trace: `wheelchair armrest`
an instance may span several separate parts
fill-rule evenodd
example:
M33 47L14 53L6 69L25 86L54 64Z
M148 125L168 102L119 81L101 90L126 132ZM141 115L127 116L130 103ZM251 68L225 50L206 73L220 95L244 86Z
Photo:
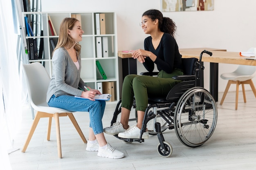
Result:
M158 72L141 72L139 74L140 75L144 75L145 76L157 76Z
M177 80L195 80L195 76L193 75L182 75L174 76L172 78Z

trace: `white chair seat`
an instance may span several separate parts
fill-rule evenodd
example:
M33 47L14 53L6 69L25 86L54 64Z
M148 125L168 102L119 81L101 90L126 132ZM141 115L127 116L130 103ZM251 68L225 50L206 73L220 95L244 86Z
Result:
M246 102L245 92L245 90L244 84L249 84L252 89L256 97L256 90L252 79L256 75L256 67L254 66L239 65L236 70L230 73L225 73L220 75L220 77L224 80L228 80L227 87L223 96L221 99L220 105L222 105L224 99L226 97L227 92L231 84L236 84L236 105L235 109L237 110L238 103L238 96L239 92L239 85L242 85L243 93L244 98L244 102Z
M69 110L65 110L58 107L49 107L47 102L43 102L37 105L31 105L32 107L36 111L47 112L49 113L54 114L55 113L75 113Z

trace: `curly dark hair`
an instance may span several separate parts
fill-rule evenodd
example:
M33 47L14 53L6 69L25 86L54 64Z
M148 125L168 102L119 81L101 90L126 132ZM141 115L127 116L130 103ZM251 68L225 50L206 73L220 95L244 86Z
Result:
M142 16L147 16L152 21L158 20L158 26L160 30L166 33L169 33L174 37L177 26L173 20L168 17L164 17L163 14L157 9L150 9L143 13Z

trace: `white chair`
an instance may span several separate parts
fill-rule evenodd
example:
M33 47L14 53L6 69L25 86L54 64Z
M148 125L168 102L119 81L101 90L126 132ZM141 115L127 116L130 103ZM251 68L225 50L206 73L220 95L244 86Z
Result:
M227 85L225 89L224 94L222 97L220 105L222 105L226 95L229 90L231 84L236 84L236 105L235 109L237 110L238 98L238 92L239 85L242 85L243 94L244 97L244 102L246 102L245 92L245 84L249 84L251 86L252 92L256 97L256 90L252 79L256 75L256 67L254 66L239 65L237 69L231 73L223 73L220 75L220 77L225 80L228 80Z
M39 62L22 65L23 72L27 86L29 97L31 107L37 111L32 127L22 152L25 152L41 118L49 118L47 140L50 140L52 117L55 119L56 136L59 158L62 158L59 116L68 116L83 141L87 141L71 111L49 107L46 102L46 93L50 82L50 77L45 68Z

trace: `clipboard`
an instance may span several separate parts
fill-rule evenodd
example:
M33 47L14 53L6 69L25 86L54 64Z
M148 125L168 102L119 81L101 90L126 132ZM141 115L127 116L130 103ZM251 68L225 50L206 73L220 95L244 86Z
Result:
M88 98L84 98L82 97L79 97L75 96L76 98L80 98L81 99L87 99ZM111 95L110 94L96 94L95 97L93 98L96 100L107 100L108 101L110 99L111 97Z

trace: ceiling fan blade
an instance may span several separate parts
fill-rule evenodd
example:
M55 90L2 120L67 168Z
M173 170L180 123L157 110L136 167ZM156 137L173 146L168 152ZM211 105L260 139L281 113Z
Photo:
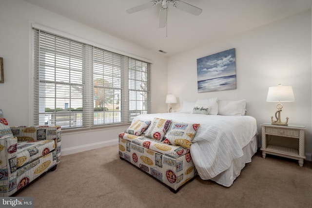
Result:
M154 6L157 4L157 2L156 1L152 0L148 3L143 3L143 4L139 5L138 6L128 9L126 11L129 14L132 14L135 12L138 12L139 11L143 10L143 9L147 9L148 8Z
M166 23L167 23L167 12L168 8L161 8L159 12L159 28L165 27Z
M175 0L173 2L172 4L175 7L194 15L199 15L202 11L202 10L198 7L180 0Z

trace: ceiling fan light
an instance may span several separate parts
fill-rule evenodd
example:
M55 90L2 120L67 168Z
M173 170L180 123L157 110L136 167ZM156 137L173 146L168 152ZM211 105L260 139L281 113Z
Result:
M167 23L167 8L161 8L159 12L159 28L165 27Z

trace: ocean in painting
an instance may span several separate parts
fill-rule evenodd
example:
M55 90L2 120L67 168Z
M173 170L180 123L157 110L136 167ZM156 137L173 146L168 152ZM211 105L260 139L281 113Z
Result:
M235 89L236 75L198 81L197 88L198 93Z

==*==

- WHAT IS REQUIRED -
Can you write out all of the material above again with "ceiling fan" swapped for "overhead fan" wherever it appears and everything else left unchanged? Leave the pictures out of your answer.

- SOLUTION TO THIS EXERCISE -
trace: `wheelchair armrest`
an instance may span several separate parts
fill-rule evenodd
example:
M33 47L14 53L6 69L25 86L54 64Z
M148 125L168 102L119 81L101 90L126 132ZM141 115L127 116L130 103ZM251 68L225 50L206 73L220 95L244 86Z
Photo:
Result:
M158 72L141 72L139 74L140 75L144 75L145 76L157 76Z
M177 80L195 80L195 76L193 75L182 75L174 76L172 78Z

trace: `white chair seat`
an instance may span several separate parts
fill-rule evenodd
example:
M33 47L14 53L6 69L25 86L54 64Z
M148 125L168 102L119 81L101 90L126 132ZM141 115L127 116L130 103ZM251 68L225 50L206 73L220 95L244 86Z
Result:
M246 102L245 92L245 90L244 84L249 84L252 89L256 97L256 90L252 79L256 75L256 67L254 66L239 65L236 70L230 73L225 73L220 75L220 77L224 80L228 80L227 87L223 96L221 99L220 105L222 105L224 99L226 97L227 92L231 84L236 84L236 105L235 109L237 110L238 103L238 96L239 92L239 85L242 85L243 93L244 98L244 102Z
M69 110L65 110L58 107L49 107L47 102L43 102L37 105L31 105L32 107L36 111L47 112L49 113L54 114L55 113L75 113Z

trace: `curly dark hair`
an instance may span several separate parts
fill-rule evenodd
example:
M33 47L14 53L6 69L25 86L54 64Z
M148 125L168 102L119 81L101 90L126 132ZM141 115L127 116L130 103ZM251 68L225 50L206 73L220 95L244 86Z
Result:
M142 16L147 16L152 21L158 20L158 26L160 30L166 33L169 33L174 37L177 26L173 20L168 17L164 17L163 14L157 9L150 9L143 13Z

trace: `white chair`
an instance may span several separate parts
fill-rule evenodd
example:
M33 47L14 53L6 69L25 86L54 64Z
M148 125L168 102L119 81L101 90L126 132ZM141 115L127 116L130 103ZM251 68L225 50L206 73L220 95L244 86Z
Result:
M227 85L225 89L224 94L222 97L220 105L222 105L226 95L229 90L231 84L236 84L236 105L235 109L237 110L238 98L238 92L239 85L242 85L243 94L244 97L244 102L246 102L245 92L245 84L249 84L251 86L252 92L256 97L256 90L252 79L256 75L256 67L254 66L239 65L237 69L231 73L223 73L220 75L220 77L225 80L228 80Z
M39 62L22 65L23 72L27 86L29 97L31 107L37 111L32 127L22 152L25 152L41 118L49 118L47 140L50 140L52 117L55 119L56 136L59 158L62 158L59 116L68 116L83 141L87 141L71 111L49 107L46 102L46 93L50 82L50 77L45 68Z

trace: `clipboard`
an instance may span several separate parts
fill-rule evenodd
example:
M33 47L14 53L6 69L25 86L54 64Z
M148 125L168 102L119 81L101 90L126 132ZM141 115L127 116L130 103ZM251 68L225 50L206 73L220 95L244 86Z
Result:
M88 98L84 98L82 97L79 97L75 96L76 98L80 98L81 99L87 99ZM111 95L110 94L96 94L95 97L93 98L96 100L107 100L108 101L110 99L111 97Z

trace: overhead fan blade
an instance may span several separate parts
fill-rule evenodd
example:
M55 90L2 120L67 168Z
M173 170L180 123L157 110L136 167ZM156 137L173 146L168 152ZM211 105L260 139L281 113Z
Photo:
Result:
M154 6L157 4L157 2L156 1L152 0L148 3L143 3L143 4L139 5L138 6L128 9L126 11L129 14L132 14L135 12L138 12L139 11L143 10L143 9L147 9L148 8Z
M166 23L167 23L167 12L168 8L161 8L159 12L159 28L165 27Z
M175 0L173 2L172 4L175 7L194 15L199 15L202 11L202 10L198 7L180 0Z

trace: overhead fan light
an instance may span several separate parts
fill-rule evenodd
example:
M55 90L2 120L67 168Z
M173 170L180 123L157 110L136 167ZM156 137L173 146L168 152ZM211 105L260 139L281 113Z
Result:
M167 23L167 8L161 8L159 12L159 28L165 27Z

trace: ocean in painting
an instance may span several separate parts
fill-rule evenodd
example:
M55 90L2 120L67 168Z
M173 170L180 123L157 110L136 167ZM156 137L173 146L168 152ZM211 105L260 139L281 113Z
Result:
M235 89L236 75L198 81L197 88L198 93Z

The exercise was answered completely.